In order to keep the course of history in accordance with communist
dogma, which demands a nationalist revolution before a socialist
revolution, Russian Comintern advisors insisted
that the CCP first work in the frame of the Kuomintang
government.
However, recognizing
the communist threat and regarding it as more
serious than any other internal conflict, Chiang Kaishek soon
engaged in a policy of massacring communist forces whenever there
was an opportunity. Still, the CCP was under pressure from
the Comintern to try a variety of forms of cooperation with nationalist
forces, and furthermore, to go by the book in centering their
revolutionary efforts in the cities.
Both policies
were disastrous to the CCP. Mao Zedong
was the communist leader who saw most clearly the ill effects,
Marxist-Leninist orthodoxy had on the cause of a social
revolution in China, and, out of practical need, he offered alternatives,
thereby setting the foundations of Maoism.
Maoism
departed from communist orthodoxy in declaring peasants
and the countryside, not industrial
workers and the cities, as the appropriate base for a social revolution
in China. Apart from this new political ideology, practical needs
also gave birth to a Maoist school of thought with regard
to military tactics. As the communist forces were outnumbered
by far, and out-equipped as well, by Chiang Kaichek's Kuomintang,
and as the communists were confronted with Chiang Kaichek's
policy of extermination, the communist forces, under the guidance
of Mao, adopted a guerrilla strategy, based on constantly harassing
Kuomintang forces rather than attempting victory in pitched battle.
When confronted with a vastly superior Kuomintang force, the communist
retreated from their central Chinese bases and, in October
1933, took to their 8000-kilometer Long March
to the Northwest of the country.

» Written problem: For each statement below, say yes or no to whether it agrees with the passage on the rise of Maoism, and quote the words of the passage that decide it. (a) Comintern advisors wanted the CCP to begin by working within the Kuomintang government. (b) Maoism named industrial workers and the cities as the right base for a social revolution in China. (c) Under Mao, the communist forces sought victory in pitched battle. The records that follow aren't needed for any of the work.

(Data items)
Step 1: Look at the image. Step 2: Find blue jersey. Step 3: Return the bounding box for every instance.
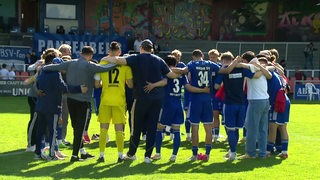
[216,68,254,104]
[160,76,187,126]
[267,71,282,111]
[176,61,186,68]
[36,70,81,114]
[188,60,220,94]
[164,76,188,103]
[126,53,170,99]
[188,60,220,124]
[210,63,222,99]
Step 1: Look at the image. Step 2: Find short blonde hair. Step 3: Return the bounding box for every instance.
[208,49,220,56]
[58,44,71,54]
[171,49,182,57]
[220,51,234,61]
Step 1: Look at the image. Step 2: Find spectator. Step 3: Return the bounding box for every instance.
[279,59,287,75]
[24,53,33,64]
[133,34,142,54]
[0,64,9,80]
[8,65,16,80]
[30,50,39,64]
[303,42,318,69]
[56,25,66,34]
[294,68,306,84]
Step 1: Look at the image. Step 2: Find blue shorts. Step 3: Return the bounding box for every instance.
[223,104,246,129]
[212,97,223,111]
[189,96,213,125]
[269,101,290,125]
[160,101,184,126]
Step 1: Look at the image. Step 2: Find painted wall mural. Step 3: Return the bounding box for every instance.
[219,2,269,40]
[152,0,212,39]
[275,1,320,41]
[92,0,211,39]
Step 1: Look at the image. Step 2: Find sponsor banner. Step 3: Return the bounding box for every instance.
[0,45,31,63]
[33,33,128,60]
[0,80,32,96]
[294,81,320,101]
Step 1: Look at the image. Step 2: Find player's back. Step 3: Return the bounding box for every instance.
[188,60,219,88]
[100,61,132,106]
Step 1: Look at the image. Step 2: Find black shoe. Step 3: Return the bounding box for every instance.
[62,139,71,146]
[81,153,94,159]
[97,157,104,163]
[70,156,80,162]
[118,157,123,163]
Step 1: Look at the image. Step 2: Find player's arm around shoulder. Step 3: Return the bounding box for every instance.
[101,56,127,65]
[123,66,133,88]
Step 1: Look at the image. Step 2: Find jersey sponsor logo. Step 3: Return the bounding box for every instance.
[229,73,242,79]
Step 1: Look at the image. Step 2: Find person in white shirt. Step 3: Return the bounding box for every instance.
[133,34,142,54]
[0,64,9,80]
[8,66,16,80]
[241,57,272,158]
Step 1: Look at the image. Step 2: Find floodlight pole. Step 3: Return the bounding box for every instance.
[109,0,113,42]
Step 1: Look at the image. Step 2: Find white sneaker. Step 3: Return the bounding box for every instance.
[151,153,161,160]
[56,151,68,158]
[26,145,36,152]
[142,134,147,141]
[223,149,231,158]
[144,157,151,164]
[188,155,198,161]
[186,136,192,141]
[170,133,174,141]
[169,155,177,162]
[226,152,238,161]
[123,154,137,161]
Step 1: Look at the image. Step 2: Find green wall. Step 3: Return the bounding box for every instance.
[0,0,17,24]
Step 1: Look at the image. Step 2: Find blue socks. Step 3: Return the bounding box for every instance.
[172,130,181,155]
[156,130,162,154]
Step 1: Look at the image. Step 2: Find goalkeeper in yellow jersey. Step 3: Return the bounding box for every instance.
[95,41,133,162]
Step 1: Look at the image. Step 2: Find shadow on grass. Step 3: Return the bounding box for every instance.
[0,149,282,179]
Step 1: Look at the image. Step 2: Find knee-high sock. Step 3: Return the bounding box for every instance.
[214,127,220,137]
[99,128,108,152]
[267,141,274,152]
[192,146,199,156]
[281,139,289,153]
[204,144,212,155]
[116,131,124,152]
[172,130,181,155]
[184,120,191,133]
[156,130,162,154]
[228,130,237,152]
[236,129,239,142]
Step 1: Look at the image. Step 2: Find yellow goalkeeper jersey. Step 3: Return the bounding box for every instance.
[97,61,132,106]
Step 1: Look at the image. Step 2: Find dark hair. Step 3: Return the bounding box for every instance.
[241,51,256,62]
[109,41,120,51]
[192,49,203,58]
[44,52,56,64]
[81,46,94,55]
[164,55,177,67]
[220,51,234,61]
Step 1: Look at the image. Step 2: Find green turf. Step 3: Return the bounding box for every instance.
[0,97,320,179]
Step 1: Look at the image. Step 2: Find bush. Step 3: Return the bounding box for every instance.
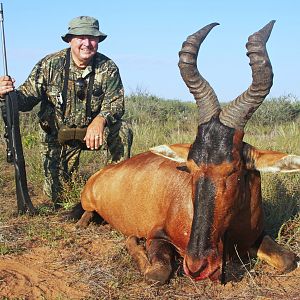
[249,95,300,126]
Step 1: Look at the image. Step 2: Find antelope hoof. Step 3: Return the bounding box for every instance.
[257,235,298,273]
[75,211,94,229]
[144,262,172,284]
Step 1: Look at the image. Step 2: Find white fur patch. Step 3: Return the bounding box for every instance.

» Written reply:
(a) Yes: "Russian Comintern advisors insisted that the CCP first work in the frame of the Kuomintang government."
(b) No: "declaring peasants and the countryside, not industrial workers and the cities, as the appropriate base for a social revolution in China."
(c) No: "based on constantly harassing Kuomintang forces rather than attempting victory in pitched battle."